[Excerpt from a dataset]
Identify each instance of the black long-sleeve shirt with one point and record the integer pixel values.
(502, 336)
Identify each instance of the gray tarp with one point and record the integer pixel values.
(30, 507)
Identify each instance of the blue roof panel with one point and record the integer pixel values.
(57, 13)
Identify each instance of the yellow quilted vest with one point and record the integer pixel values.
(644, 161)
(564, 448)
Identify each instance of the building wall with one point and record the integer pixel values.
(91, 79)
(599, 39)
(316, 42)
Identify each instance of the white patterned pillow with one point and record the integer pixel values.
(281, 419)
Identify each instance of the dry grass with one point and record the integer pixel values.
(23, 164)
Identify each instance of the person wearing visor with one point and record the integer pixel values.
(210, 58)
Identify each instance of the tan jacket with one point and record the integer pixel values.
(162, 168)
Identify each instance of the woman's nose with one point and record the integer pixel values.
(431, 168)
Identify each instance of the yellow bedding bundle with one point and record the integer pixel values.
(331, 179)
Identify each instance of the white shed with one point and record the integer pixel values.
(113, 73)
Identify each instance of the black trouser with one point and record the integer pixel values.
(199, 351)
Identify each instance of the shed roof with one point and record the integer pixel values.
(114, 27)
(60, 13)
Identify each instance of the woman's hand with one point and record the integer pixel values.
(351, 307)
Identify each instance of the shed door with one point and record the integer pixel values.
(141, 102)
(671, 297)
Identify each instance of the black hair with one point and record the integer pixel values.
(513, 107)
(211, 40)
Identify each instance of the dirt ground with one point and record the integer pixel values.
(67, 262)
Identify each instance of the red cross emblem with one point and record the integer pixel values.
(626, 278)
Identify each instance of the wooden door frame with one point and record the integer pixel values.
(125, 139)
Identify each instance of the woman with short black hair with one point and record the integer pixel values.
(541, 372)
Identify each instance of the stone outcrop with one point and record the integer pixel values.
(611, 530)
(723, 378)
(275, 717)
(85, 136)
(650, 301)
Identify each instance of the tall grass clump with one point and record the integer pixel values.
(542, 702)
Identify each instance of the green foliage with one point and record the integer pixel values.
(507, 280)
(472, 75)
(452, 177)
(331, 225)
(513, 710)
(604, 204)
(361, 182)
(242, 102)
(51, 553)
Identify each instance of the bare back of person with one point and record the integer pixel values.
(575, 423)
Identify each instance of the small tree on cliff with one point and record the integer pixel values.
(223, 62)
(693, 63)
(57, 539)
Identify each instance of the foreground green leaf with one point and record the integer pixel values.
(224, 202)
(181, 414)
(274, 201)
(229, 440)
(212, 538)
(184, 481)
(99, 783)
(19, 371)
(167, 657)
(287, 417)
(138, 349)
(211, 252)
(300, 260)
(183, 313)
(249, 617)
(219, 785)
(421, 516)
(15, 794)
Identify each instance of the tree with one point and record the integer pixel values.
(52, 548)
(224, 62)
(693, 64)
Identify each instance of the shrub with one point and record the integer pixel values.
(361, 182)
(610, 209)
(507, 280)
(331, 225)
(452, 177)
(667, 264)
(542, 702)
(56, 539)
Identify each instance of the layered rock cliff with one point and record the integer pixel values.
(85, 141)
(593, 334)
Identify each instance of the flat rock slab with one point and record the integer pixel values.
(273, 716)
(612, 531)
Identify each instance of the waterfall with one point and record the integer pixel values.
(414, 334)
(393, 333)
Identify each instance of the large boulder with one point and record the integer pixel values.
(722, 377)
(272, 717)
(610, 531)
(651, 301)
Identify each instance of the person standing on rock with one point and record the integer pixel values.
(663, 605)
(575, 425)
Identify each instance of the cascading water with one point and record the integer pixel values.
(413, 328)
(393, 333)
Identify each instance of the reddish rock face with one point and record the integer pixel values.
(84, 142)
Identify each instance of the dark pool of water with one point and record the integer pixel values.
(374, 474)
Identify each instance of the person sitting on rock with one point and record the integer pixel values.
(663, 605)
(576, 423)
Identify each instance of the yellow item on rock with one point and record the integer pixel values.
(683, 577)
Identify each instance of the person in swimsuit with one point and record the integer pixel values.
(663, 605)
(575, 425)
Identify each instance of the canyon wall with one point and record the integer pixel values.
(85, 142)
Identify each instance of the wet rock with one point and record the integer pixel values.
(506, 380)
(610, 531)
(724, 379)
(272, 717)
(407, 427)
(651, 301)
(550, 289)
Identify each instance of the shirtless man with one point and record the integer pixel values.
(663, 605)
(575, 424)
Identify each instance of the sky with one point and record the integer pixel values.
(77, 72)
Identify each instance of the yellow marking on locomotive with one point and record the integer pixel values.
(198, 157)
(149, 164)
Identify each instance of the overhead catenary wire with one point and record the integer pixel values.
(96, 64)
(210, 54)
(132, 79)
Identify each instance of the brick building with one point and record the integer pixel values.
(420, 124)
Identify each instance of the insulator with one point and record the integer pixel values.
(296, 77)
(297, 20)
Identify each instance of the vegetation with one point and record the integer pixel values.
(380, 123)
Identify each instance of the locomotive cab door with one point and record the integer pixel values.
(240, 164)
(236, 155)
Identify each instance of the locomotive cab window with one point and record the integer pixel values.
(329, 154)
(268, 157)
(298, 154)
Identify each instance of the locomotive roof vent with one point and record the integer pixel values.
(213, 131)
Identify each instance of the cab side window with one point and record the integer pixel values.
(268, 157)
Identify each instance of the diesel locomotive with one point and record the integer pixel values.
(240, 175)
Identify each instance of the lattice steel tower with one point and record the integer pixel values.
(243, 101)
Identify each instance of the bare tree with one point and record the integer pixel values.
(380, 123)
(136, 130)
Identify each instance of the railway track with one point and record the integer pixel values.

## WHAT YOU HAVE TO DO
Include both ends. Return the line holding "Identify each instance of the locomotive cab window" and all lines after it in the records above, exactly as written.

## RESPONSE FOR THIS EXERCISE
Identify each instance of the locomotive cab window with one point and record the integer pixel values.
(329, 154)
(268, 157)
(298, 154)
Identify each instance of the locomotive roof vent with one point and record the integer pixel values.
(213, 131)
Identify each instance of the cab side window with one point and record the integer pixel values.
(268, 157)
Identify each instance of the diesel locomotive with one point and record the integer pixel values.
(240, 175)
Identify each instance of the lattice steel tower with one point and record the integer pixel values.
(243, 101)
Identify each instance of the bare tree with one point and record the integer pixel values.
(380, 123)
(136, 130)
Identify each instance of the railway track with one point and record the integer pixel values.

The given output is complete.